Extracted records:
__________________________________________________
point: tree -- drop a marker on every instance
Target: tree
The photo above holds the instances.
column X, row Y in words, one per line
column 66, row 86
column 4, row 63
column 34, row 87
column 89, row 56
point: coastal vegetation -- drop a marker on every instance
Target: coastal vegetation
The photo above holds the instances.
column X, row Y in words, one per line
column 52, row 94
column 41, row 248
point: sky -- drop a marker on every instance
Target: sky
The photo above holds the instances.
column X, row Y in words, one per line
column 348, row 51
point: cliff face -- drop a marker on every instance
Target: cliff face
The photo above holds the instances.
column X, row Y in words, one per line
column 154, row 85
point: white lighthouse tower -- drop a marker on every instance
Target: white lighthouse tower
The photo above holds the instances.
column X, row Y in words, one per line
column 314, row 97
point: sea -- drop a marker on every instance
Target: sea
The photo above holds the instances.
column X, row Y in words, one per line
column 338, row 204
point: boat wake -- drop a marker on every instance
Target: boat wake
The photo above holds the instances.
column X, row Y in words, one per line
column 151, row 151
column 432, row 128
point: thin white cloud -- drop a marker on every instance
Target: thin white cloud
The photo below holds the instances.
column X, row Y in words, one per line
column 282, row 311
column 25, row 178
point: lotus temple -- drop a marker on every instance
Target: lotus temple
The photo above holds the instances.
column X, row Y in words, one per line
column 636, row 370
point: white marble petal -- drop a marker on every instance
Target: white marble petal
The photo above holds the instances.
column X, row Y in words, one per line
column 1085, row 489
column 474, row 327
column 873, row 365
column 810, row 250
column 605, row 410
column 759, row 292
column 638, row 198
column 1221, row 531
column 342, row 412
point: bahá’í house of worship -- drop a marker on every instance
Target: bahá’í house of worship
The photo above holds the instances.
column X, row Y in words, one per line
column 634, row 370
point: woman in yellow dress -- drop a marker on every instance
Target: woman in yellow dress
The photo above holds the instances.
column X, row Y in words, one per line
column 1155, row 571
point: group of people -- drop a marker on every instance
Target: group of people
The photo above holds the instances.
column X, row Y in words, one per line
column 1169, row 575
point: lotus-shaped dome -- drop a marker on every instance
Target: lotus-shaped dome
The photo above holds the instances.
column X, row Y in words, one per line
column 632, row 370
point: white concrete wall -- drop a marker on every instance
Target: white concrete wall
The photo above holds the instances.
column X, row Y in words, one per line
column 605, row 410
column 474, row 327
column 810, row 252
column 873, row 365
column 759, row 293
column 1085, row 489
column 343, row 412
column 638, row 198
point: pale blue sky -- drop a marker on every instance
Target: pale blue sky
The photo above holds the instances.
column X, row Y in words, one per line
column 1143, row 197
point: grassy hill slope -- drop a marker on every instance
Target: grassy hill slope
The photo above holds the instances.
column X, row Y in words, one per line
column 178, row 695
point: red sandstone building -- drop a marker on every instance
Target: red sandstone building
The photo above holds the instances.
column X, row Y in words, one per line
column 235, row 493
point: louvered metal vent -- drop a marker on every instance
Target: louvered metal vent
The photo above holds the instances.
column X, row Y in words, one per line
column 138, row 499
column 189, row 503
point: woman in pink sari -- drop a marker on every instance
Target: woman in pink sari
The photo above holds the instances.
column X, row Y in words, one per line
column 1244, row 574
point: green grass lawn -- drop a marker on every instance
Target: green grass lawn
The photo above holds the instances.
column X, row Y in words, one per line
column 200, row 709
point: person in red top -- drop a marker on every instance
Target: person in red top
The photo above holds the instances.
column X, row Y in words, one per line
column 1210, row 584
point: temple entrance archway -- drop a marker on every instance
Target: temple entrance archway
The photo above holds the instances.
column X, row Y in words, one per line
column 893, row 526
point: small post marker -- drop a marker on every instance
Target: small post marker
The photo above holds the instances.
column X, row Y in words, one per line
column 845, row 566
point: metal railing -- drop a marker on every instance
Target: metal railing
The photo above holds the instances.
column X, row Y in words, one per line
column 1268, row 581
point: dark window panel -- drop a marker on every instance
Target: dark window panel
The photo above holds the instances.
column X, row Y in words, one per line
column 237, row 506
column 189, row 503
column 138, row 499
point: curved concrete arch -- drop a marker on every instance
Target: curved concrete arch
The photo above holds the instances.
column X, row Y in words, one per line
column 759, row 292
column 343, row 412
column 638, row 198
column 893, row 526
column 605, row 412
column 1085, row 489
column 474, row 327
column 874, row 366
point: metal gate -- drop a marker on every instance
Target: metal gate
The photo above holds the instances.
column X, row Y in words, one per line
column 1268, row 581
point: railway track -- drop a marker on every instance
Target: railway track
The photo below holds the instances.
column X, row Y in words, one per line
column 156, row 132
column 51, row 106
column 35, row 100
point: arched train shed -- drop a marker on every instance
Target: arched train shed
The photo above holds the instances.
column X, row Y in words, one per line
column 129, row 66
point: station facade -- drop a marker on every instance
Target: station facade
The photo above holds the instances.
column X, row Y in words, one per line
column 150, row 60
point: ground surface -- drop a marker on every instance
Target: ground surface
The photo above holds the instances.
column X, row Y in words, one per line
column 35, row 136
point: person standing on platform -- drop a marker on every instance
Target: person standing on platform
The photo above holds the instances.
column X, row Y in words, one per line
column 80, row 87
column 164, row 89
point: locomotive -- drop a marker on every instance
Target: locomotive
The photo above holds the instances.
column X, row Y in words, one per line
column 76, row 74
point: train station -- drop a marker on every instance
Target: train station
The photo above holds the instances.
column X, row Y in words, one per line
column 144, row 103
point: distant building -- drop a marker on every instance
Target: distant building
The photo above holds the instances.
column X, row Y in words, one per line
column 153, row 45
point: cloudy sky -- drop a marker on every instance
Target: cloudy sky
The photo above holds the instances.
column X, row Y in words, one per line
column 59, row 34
__________________________________________________
- _ABOUT THIS EXERCISE_: Where a line of the records above holds the word "wake", copy that line.

- _WRITTEN REPLY_:
point: boat wake -- drop a marker on every instance
Target: boat wake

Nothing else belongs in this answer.